Stored entries:
******
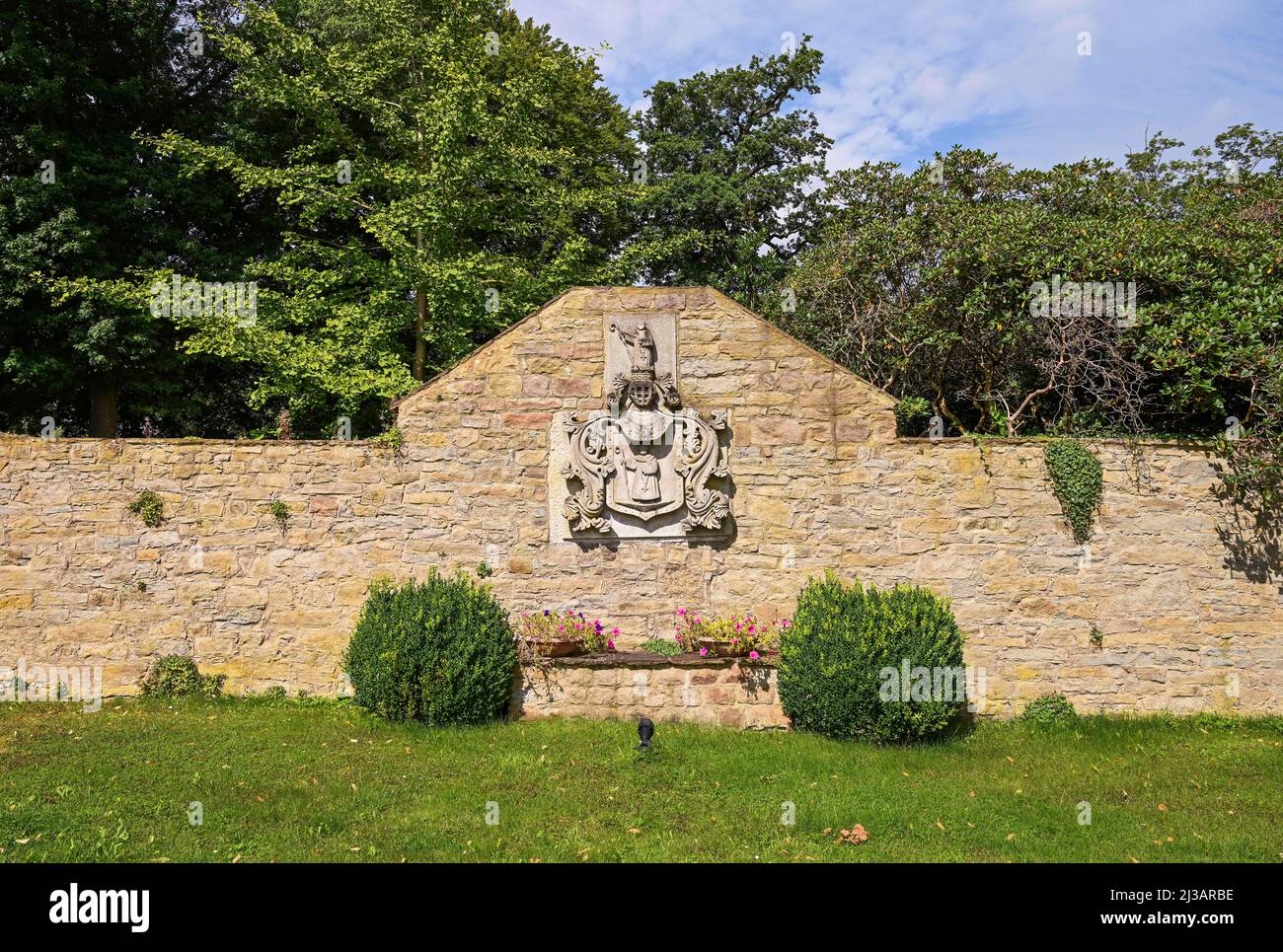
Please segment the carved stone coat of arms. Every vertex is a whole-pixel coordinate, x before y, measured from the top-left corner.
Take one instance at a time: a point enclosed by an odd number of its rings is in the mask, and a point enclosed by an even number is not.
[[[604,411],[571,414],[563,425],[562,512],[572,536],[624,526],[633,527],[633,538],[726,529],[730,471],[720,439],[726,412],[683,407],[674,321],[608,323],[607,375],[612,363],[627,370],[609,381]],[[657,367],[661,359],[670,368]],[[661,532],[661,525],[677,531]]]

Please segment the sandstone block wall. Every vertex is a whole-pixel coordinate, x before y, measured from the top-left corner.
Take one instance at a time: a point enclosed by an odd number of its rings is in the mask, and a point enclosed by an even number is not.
******
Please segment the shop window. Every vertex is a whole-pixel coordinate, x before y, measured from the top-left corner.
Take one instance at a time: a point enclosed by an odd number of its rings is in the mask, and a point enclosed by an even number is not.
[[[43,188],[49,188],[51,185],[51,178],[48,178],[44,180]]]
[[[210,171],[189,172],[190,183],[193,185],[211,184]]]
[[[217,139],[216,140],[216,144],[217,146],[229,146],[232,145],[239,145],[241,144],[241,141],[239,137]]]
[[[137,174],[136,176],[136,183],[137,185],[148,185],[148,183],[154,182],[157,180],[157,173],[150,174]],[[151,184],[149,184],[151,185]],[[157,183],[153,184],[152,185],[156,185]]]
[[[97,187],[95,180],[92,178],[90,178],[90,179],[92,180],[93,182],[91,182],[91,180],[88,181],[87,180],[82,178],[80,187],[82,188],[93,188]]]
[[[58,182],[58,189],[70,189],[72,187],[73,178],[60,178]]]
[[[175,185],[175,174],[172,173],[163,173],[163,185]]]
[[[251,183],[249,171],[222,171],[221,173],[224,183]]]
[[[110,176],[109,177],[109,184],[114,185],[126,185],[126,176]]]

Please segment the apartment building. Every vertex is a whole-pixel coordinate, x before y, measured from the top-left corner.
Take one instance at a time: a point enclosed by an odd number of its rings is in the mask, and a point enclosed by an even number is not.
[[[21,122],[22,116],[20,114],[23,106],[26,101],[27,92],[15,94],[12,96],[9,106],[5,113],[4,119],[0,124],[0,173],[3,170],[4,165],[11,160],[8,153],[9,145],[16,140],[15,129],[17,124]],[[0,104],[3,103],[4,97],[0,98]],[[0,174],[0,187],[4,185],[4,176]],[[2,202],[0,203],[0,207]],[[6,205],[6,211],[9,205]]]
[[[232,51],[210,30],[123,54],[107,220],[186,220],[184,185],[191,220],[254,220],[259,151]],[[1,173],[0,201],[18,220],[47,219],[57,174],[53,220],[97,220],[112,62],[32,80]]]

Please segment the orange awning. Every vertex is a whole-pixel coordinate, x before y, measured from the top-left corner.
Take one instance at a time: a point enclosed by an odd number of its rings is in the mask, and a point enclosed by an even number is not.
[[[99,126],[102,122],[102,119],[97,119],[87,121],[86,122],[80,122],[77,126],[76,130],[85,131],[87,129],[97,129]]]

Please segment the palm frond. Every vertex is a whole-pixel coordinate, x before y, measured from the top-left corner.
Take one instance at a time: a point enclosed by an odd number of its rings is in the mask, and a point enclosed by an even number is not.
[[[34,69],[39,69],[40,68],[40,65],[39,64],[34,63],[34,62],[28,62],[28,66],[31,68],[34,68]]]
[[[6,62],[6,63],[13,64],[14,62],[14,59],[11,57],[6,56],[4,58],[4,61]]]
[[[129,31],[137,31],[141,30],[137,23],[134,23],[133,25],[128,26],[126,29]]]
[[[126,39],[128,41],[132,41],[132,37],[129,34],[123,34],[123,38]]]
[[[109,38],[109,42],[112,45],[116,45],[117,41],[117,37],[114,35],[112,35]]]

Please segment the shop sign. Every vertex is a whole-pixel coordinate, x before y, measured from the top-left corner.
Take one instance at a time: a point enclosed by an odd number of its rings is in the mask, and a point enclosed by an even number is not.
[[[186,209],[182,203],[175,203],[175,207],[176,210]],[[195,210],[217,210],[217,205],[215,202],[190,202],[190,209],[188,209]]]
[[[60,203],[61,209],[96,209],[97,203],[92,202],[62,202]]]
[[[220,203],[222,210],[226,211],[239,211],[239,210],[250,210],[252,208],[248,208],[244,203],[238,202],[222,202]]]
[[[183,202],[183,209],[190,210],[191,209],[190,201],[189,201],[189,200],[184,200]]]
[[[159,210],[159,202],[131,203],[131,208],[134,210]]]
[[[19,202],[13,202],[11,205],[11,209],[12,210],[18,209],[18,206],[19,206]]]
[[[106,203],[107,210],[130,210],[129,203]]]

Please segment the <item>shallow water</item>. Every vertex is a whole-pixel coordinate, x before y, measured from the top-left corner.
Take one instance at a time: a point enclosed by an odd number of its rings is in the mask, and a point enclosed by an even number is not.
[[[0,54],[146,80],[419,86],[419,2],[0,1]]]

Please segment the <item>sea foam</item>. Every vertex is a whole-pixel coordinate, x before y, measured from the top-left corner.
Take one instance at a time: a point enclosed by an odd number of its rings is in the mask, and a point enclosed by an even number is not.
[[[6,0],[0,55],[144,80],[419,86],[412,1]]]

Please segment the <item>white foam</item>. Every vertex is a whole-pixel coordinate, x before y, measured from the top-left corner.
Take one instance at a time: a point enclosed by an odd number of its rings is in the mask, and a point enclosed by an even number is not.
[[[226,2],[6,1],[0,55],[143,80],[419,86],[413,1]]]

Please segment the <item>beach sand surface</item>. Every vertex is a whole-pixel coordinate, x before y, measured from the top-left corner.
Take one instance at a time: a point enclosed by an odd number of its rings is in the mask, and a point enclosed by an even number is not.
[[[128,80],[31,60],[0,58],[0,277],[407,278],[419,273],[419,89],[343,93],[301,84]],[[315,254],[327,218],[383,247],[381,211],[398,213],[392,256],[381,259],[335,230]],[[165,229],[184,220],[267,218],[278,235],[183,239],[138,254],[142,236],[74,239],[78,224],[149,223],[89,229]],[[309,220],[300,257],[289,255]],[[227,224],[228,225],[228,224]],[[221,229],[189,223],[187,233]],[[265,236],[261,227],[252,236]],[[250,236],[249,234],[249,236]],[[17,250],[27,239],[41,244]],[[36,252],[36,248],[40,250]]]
******
Job: Rewrite the material starting at the line containing "Please segment the <item>sea" and ending at the line containing "[[[226,2],[6,1],[0,55],[143,80],[419,86],[413,1]]]", with "whole-pixel" changed to "integer" and nothing else altered.

Problem solution:
Please segment the <item>sea foam</item>. Every vertex is a integer coordinate, x before y, measured from the top-left corner.
Take one instance at a time: a point enclosed by an odd number of its rings is in the mask, and a point enclosed by an even number is not.
[[[6,0],[0,55],[144,80],[419,86],[412,1]]]

Please segment the <item>white foam</item>. Every vertex is a integer coordinate, x before y, measured from the top-left corner.
Take one instance at a time: a point enclosed by an odd number of its rings is in the mask, and a point enclosed by an even number is not.
[[[226,2],[6,1],[0,55],[143,80],[419,86],[413,1]]]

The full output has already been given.